Task goal: Could every line of the data be printed exactly as it reads?

_____

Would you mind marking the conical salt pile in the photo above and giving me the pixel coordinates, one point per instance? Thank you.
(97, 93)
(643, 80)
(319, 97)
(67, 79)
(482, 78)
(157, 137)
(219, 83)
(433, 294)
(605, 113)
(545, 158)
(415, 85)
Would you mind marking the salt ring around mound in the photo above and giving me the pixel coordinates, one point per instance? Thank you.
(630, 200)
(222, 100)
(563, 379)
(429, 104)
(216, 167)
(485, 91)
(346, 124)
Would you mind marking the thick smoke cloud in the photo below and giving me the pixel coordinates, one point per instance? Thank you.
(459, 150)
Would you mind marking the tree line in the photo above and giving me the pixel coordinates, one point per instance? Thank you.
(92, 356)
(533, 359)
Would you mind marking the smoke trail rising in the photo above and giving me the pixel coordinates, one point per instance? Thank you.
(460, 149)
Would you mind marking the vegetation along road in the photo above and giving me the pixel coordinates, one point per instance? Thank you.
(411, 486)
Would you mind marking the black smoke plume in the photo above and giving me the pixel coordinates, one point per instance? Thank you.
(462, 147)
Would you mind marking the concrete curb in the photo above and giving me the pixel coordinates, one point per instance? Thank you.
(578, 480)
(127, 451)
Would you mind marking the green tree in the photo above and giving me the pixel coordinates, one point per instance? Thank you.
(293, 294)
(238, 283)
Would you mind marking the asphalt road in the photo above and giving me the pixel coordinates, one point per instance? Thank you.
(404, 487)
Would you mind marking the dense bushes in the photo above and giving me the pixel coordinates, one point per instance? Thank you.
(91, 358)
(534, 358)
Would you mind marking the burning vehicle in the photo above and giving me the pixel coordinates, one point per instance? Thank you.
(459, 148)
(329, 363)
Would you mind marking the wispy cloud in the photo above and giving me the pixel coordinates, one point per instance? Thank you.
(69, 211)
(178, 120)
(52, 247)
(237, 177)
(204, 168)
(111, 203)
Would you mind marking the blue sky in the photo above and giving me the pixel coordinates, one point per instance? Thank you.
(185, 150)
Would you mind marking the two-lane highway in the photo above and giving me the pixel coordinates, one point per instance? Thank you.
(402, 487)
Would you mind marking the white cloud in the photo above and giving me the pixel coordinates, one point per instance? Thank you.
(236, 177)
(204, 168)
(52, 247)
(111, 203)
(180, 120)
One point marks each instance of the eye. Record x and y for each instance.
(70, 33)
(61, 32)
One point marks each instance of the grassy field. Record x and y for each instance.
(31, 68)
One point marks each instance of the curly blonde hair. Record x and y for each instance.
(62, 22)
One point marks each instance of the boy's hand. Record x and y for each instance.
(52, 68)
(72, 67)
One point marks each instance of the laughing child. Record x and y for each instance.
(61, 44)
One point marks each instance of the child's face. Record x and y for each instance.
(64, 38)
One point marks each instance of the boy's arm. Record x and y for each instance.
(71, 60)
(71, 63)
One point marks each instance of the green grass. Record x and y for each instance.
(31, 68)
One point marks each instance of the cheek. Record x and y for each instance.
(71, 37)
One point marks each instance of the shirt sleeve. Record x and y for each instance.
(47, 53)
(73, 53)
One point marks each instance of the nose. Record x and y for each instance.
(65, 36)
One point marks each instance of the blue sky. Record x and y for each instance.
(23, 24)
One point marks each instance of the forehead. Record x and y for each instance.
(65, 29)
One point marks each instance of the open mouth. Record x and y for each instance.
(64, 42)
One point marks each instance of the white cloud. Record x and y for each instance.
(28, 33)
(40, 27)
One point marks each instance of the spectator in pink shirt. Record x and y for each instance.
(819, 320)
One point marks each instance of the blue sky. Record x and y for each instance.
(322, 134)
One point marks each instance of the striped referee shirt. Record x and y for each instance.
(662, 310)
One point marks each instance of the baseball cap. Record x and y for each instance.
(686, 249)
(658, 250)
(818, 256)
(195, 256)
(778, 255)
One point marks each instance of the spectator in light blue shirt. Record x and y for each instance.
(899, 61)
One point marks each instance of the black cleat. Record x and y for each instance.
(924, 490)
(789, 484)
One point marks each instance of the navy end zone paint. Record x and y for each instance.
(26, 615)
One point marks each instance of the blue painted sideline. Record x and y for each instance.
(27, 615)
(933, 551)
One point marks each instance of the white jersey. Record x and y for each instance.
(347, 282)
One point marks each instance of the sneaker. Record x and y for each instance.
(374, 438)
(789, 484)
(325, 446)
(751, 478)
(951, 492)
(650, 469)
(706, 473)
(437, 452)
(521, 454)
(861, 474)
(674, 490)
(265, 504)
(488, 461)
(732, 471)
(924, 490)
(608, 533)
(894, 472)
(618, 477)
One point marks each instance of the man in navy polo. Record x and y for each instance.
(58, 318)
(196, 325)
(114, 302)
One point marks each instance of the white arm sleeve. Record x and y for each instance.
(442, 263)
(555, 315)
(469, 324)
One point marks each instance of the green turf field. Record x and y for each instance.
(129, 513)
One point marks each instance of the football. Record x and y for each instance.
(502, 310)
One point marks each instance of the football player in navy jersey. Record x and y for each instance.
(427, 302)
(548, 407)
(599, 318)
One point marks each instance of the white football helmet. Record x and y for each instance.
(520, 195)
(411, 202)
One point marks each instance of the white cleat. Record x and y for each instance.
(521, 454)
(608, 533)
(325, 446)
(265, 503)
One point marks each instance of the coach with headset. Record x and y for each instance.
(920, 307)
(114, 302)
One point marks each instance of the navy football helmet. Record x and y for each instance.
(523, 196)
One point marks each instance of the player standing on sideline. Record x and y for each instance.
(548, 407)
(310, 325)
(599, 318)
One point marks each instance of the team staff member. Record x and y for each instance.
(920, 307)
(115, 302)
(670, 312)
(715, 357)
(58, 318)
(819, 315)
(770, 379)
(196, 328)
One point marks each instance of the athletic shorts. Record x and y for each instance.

_____

Written reply:
Would you mind marking the conical salt pile in the photo above and giving me the pixel coordinates, one point per instance? Thank you.
(97, 93)
(643, 80)
(319, 97)
(67, 79)
(482, 78)
(157, 137)
(219, 83)
(433, 294)
(605, 113)
(545, 158)
(415, 85)
Would you mind marking the salt ring around mound in the photo above and giving me the pixel coordinates, one point per instance? Thank you.
(630, 200)
(222, 100)
(563, 379)
(429, 104)
(216, 167)
(485, 91)
(346, 124)
Would you mind marking the thick smoke cloud in the photo below and giving me the pixel coordinates, one point per instance? Thank you.
(459, 150)
Would you mind marking the tree line in the photo above and giving me the pixel coordinates, one point per instance? Thank you.
(92, 356)
(533, 359)
Would you mind marking the smoke trail rising in the photo above and giving me the pixel coordinates, one point per instance? Thank you.
(460, 149)
Would you mind marking the vegetation along road in the photo above and giving me the pixel coordinates, one point per instance? Thank you.
(411, 486)
Would you mind marking the black smoke plume in the photo above and giving me the pixel coordinates, one point per instance? Thank you.
(462, 147)
Would you mind marking the concrete curb in the photo above and giving me the pixel coordinates, one point per instance? Thank you.
(578, 480)
(127, 451)
Would you mind marking the green tree in the photo above and giving me the pixel coordinates, one point per instance? Thank you.
(293, 294)
(238, 283)
Would you mind marking the asphalt road in the photo above and giving me the pixel coordinates, one point per instance? Thank you.
(404, 487)
Would you mind marking the dense bushes in the photo above and giving me the pixel coordinates, one point per instance? Thank you.
(91, 358)
(534, 358)
Would you mind marking the burning vehicle in the photo above and giving me the pixel coordinates, one point per instance? Thank you.
(459, 148)
(329, 363)
Would you mind marking the wispy cloud in the photo above and giving me the pixel coordinates, one point per instance? Thank you.
(69, 211)
(178, 120)
(52, 247)
(237, 177)
(204, 168)
(111, 203)
Would you mind marking the blue sky in the photo above and giving me the pixel coordinates, one point per instance? Thank you.
(185, 150)
Would you mind marking the two-lane highway in the photo above and giving me the pixel coordinates, one point per instance? Thank you.
(402, 487)
Would you mind marking the white cloud in the photo above and giving me the pixel coordinates, one point per instance? Thank you.
(236, 177)
(204, 168)
(52, 247)
(111, 203)
(180, 120)
One point marks each instance of the eye. Record x and y for each instance.
(70, 33)
(61, 32)
One point marks each instance of the grassy field. Record x and y for each instance.
(31, 68)
One point marks each instance of the curly blonde hair. Record x and y for each instance.
(62, 22)
One point marks each instance of the boy's hand. Record x and y for each instance.
(52, 68)
(72, 67)
One point marks each instance of the laughing child. Record x and y for each instance.
(61, 44)
One point marks each instance of the child's face. Record x and y for each instance.
(64, 38)
One point marks each instance of the boy's arm. Record x and y for each instance.
(71, 60)
(71, 63)
One point marks each instance of the green grass. Record x and y for each instance.
(31, 68)
One point marks each instance of the cheek. Record x and y for each instance.
(71, 37)
One point marks each instance of the shirt sleeve. Record x and y for each instance.
(47, 53)
(73, 53)
One point marks each instance of the nose. Record x and y for each instance.
(65, 36)
One point marks each instance of the blue sky. Record x and y for each instance.
(23, 24)
One point marks each instance of the forehead. Record x and y for each instance.
(65, 29)
One point marks each instance of the open mouth. Record x and y for each instance.
(64, 42)
One point marks each instance of the white cloud. Record x and y for each instance.
(28, 33)
(40, 27)
One point marks each instance of the spectator in pink shirt. Record x and y for each instance.
(819, 320)
One point marks each instance of the blue sky. Record x and y for each instance.
(322, 134)
One point marks each instance of the striped referee shirt. Record x and y for each instance.
(662, 310)
One point marks each instance of the baseball cap. Record x and y for each instance.
(686, 249)
(658, 250)
(818, 256)
(195, 256)
(778, 255)
One point marks each instance of the spectator in light blue shirt. Record x and y for each instance.
(899, 61)
One point marks each instance of the black cleat. Record x and y for each instance.
(924, 490)
(789, 484)
One point marks each instance of the navy end zone paint. Record x and y for each instance.
(26, 615)
One point marks each instance of the blue painted sideline. Record x and y for each instance.
(27, 615)
(933, 551)
One point marks each instance of the white jersey. Record x and y for each instance.
(347, 282)
One point marks each instance of the sneaker. Record x and y for each instance.
(374, 438)
(789, 484)
(325, 446)
(751, 478)
(951, 492)
(650, 469)
(706, 473)
(437, 452)
(521, 454)
(861, 474)
(674, 490)
(265, 504)
(488, 461)
(732, 471)
(924, 490)
(608, 533)
(894, 472)
(618, 477)
One point marks each instance of the man in navy polo. Record x and y for each instance.
(58, 318)
(196, 325)
(114, 302)
One point marks each instance of the white arm sleeve. Record x and y for each instance.
(442, 263)
(555, 315)
(469, 324)
One point marks each instance of the green turf field. Record x and y for each instance.
(129, 513)
One point marks each instance of the football. Record x and y for each instance.
(502, 310)
One point marks each instance of the football player in navy jersey. Record x and y for each instance.
(427, 302)
(548, 407)
(599, 318)
One point marks each instance of the white football helmet. Record x and y for each instance.
(520, 195)
(411, 202)
One point marks each instance of the white cleat. Record x and y for each instance.
(521, 454)
(608, 533)
(325, 446)
(265, 503)
One point marks each instance of the coach with headset. Record x and y for each instance.
(920, 307)
(114, 302)
One point marks each instance of the navy football helmet. Record x and y for each instance.
(523, 196)
One point marks each instance of the player standing on sideline. Record x and y for each instance.
(548, 407)
(310, 325)
(599, 318)
One point marks each instance of the team staff member. Record x and y for each instance.
(920, 307)
(115, 302)
(670, 312)
(715, 357)
(58, 318)
(819, 315)
(770, 379)
(196, 328)
One point marks each instance of the athletic shorts. Record x and y for each instance.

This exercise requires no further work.